━━ THE INPUT ━━
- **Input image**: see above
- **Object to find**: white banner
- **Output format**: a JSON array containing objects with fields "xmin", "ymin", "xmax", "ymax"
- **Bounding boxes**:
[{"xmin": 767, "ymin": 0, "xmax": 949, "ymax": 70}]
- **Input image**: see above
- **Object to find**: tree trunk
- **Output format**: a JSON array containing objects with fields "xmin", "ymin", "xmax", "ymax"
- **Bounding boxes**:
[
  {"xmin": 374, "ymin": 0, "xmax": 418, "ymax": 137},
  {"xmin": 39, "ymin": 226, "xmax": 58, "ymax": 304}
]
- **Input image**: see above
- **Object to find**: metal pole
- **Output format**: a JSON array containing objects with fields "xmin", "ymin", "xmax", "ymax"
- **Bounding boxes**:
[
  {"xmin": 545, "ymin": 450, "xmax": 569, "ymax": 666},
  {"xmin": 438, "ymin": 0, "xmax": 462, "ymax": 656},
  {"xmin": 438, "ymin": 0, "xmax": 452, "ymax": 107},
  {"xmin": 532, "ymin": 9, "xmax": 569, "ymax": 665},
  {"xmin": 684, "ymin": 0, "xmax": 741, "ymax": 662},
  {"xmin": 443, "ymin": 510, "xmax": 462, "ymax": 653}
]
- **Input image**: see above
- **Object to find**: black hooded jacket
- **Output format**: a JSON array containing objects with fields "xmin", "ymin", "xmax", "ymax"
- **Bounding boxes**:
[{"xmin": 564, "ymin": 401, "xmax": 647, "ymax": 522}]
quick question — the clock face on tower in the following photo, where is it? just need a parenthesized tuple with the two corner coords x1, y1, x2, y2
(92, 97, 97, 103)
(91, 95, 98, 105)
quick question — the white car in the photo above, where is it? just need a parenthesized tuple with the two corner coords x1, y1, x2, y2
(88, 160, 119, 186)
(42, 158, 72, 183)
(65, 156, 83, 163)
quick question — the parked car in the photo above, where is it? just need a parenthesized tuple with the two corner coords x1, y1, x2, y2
━━━
From the data above, copy each line with the string "find" in it.

- **Object to find**: white banner
- **Object to find**: tree trunk
- **Object to find**: metal pole
- **Object to find**: black hooded jacket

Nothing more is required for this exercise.